_REQUIREMENTS_: Output each line of the items from the start through the line containing "86), (81, 103)]" as a JSON list of strings, one string per line, skipping blank lines. Leave the pictures out.

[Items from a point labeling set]
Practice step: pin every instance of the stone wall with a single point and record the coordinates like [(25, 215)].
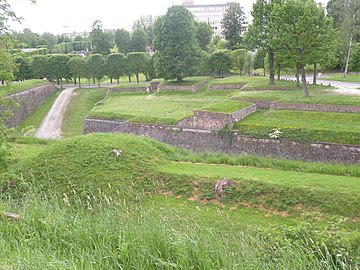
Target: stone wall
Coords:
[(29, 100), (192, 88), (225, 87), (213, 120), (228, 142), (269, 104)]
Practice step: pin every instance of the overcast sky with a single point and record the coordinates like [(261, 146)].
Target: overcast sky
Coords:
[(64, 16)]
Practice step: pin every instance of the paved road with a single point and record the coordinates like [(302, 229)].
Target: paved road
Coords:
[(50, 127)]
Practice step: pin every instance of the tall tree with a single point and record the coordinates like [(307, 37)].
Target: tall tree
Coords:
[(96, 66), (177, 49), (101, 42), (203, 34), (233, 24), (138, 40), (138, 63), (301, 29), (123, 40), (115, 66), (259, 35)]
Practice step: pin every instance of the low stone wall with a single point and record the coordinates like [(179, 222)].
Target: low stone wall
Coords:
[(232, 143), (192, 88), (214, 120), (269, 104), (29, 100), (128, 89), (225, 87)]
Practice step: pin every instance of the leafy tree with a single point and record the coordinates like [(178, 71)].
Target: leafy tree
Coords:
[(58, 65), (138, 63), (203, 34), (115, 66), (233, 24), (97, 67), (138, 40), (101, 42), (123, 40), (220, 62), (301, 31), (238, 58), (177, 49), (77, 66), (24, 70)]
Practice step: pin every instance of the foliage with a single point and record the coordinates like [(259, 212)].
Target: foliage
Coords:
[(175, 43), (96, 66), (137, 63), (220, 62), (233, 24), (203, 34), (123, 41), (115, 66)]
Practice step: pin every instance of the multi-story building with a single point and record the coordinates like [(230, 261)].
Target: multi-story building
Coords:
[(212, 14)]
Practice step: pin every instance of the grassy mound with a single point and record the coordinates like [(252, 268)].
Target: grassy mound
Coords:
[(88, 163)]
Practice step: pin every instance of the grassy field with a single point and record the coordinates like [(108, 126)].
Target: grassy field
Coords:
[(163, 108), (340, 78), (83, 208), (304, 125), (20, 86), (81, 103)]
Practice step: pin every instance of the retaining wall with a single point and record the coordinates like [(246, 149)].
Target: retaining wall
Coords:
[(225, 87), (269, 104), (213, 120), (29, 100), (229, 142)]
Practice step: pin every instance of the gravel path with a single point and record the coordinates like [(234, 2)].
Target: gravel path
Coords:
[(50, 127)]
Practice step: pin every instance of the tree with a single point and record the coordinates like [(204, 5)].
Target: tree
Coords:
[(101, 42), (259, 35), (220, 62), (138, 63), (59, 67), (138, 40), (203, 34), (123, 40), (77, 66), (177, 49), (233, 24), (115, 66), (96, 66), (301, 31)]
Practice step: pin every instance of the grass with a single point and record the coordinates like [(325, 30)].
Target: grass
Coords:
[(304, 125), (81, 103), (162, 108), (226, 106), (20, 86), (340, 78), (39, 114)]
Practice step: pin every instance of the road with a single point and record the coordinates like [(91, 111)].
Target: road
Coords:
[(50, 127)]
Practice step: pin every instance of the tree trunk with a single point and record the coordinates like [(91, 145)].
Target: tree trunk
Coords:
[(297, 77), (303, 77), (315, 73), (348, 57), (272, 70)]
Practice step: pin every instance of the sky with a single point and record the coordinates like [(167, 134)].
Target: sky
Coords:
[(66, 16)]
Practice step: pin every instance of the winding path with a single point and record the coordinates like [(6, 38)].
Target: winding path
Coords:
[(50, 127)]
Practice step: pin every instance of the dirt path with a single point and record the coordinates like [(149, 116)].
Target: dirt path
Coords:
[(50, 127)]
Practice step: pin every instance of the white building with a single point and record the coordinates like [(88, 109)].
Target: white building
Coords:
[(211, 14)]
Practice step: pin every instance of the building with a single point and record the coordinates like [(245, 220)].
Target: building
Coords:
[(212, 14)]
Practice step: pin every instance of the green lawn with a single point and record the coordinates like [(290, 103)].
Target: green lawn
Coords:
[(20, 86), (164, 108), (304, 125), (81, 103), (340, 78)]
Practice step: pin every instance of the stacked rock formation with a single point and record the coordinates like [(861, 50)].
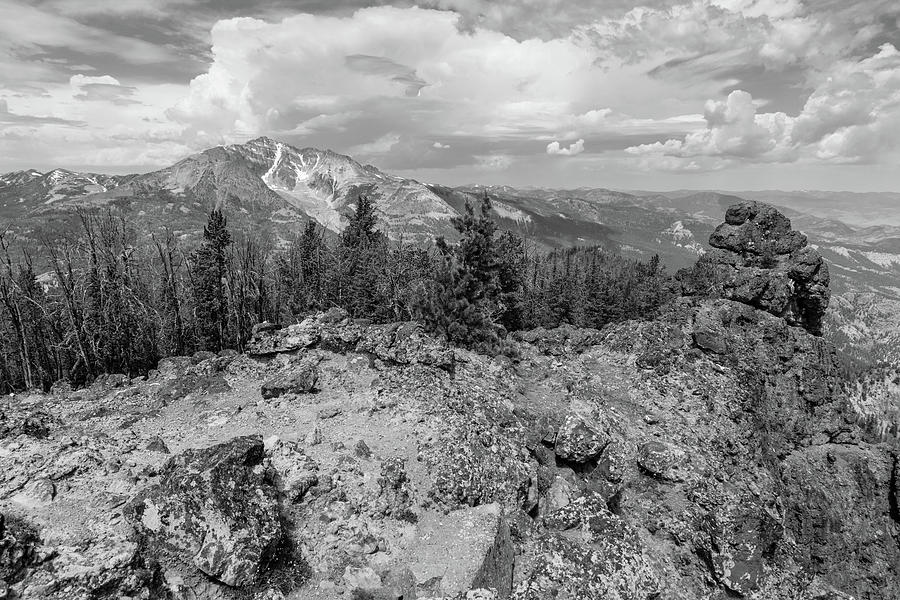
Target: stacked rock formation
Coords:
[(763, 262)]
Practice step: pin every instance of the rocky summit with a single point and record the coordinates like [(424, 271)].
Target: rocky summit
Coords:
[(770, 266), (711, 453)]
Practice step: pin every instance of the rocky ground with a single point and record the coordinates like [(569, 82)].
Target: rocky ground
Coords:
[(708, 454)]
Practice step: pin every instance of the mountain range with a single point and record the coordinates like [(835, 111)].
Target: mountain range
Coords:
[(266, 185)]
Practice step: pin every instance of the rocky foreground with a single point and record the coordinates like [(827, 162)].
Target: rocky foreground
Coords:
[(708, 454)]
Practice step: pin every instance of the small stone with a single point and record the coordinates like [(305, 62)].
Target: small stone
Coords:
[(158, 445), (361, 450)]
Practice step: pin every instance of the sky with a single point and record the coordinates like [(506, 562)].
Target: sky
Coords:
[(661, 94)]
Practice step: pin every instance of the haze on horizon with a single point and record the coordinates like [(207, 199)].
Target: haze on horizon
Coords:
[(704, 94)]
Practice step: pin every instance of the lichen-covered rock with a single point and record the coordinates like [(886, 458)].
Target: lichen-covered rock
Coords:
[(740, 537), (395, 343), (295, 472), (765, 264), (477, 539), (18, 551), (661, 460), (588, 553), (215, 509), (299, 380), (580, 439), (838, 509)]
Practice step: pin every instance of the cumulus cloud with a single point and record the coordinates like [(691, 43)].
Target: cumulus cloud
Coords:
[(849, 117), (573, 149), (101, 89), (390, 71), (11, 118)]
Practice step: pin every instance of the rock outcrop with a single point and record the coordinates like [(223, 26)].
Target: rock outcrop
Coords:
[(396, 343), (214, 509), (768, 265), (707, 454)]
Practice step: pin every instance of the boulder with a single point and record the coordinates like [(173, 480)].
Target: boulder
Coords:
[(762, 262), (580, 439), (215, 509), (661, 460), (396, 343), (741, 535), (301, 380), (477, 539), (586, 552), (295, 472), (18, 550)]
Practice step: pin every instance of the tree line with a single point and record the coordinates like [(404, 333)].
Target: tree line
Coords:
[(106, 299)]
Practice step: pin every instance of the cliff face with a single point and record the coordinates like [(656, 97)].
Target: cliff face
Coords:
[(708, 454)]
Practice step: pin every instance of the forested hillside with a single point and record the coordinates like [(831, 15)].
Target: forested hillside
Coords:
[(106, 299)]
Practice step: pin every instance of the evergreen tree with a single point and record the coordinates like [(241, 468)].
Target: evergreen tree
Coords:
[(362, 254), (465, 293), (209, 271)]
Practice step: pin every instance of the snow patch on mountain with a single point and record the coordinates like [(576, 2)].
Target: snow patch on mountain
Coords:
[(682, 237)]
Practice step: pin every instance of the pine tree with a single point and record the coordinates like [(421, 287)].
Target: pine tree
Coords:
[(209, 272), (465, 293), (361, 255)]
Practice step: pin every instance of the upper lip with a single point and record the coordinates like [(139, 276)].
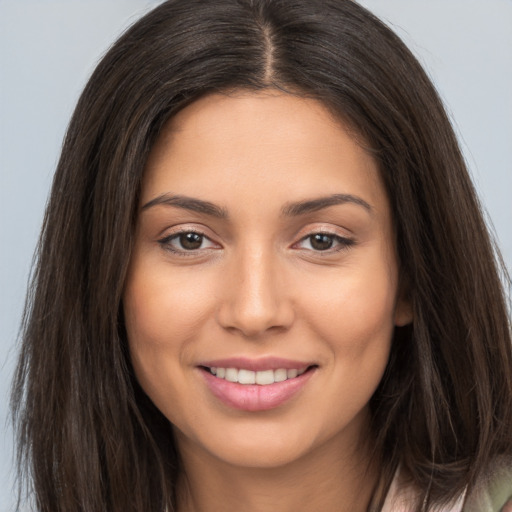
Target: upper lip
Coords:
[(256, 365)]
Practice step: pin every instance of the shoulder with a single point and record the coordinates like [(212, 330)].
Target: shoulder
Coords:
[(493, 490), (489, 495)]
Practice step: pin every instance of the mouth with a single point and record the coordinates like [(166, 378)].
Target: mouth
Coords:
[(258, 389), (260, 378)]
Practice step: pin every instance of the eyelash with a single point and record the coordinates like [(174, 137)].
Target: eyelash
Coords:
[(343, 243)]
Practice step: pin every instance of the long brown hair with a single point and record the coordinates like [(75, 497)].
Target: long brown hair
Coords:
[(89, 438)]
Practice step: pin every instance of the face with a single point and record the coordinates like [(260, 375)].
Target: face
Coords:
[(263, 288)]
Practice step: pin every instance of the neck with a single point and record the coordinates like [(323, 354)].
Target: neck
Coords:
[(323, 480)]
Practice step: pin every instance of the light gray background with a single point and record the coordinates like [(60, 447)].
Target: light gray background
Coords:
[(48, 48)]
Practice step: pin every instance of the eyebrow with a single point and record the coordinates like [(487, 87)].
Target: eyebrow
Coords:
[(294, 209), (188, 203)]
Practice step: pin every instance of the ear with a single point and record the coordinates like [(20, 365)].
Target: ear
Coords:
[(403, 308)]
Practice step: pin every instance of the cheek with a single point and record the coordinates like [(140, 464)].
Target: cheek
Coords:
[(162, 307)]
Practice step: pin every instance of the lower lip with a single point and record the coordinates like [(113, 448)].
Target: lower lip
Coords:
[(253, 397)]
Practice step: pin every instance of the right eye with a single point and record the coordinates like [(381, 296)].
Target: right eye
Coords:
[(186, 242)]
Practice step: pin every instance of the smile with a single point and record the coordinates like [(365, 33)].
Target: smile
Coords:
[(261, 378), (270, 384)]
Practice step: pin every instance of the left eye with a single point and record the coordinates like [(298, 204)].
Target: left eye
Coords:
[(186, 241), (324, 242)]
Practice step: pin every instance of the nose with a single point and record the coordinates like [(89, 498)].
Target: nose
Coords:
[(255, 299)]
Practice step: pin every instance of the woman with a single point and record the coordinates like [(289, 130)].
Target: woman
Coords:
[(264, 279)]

_OUTPUT BELOW_:
[
  "Practice step: pin every instance of the stone wall with a single point and record the coordinates like [(25, 215)].",
  "Target: stone wall",
  "Coords:",
  "[(29, 100), (192, 88), (225, 87), (213, 120), (228, 142), (269, 104)]",
  "Practice step: pin every instance of the overcast sky with a single point and record the coordinates like [(261, 146)].",
  "Target: overcast sky",
  "Coords:",
  "[(64, 16)]",
  "Practice step: pin every instance of the paved road with a single point and record the coordinates like [(302, 229)].",
  "Target: paved road",
  "Coords:",
  "[(50, 127)]",
  "Practice step: pin every instance of the tall tree with a single point and record the coordinates like [(307, 37)].",
  "Target: tall tree",
  "Coords:",
  "[(96, 66), (177, 49), (101, 42), (203, 34), (233, 24), (138, 40), (138, 63), (301, 29), (123, 40), (115, 66), (259, 35)]",
  "Practice step: pin every instance of the low stone wall with a single point and record the coordinates like [(179, 222)].",
  "Target: low stone wall",
  "Coords:",
  "[(232, 143), (192, 88), (214, 120), (269, 104), (29, 100), (128, 89), (225, 87)]",
  "Practice step: pin every instance of the leafy tree with a single point and record the coordinates like [(178, 71)].",
  "Target: leafy tree",
  "Coords:",
  "[(58, 65), (138, 63), (203, 34), (115, 66), (233, 24), (97, 67), (138, 40), (101, 42), (123, 40), (220, 62), (301, 31), (238, 58), (177, 49), (77, 66), (24, 70)]",
  "Practice step: pin every instance of the foliage with a single point and record the coordinates like [(259, 212)].",
  "Target: foliage",
  "Coords:",
  "[(175, 43), (96, 66), (137, 63), (220, 62), (233, 24), (203, 34), (123, 41), (115, 66)]",
  "Practice step: pin every instance of the multi-story building with a single point and record the coordinates like [(230, 261)].",
  "Target: multi-story building",
  "Coords:",
  "[(212, 14)]",
  "Practice step: pin every instance of the grassy mound with a single point and record the coordinates like [(252, 268)].",
  "Target: grassy mound",
  "Coords:",
  "[(88, 163)]",
  "Practice step: pin every instance of the grassy field with a single point and record the coordinates like [(108, 126)].",
  "Target: grassy field",
  "Coords:",
  "[(163, 108), (340, 78), (83, 208), (304, 125), (20, 86), (81, 103)]"
]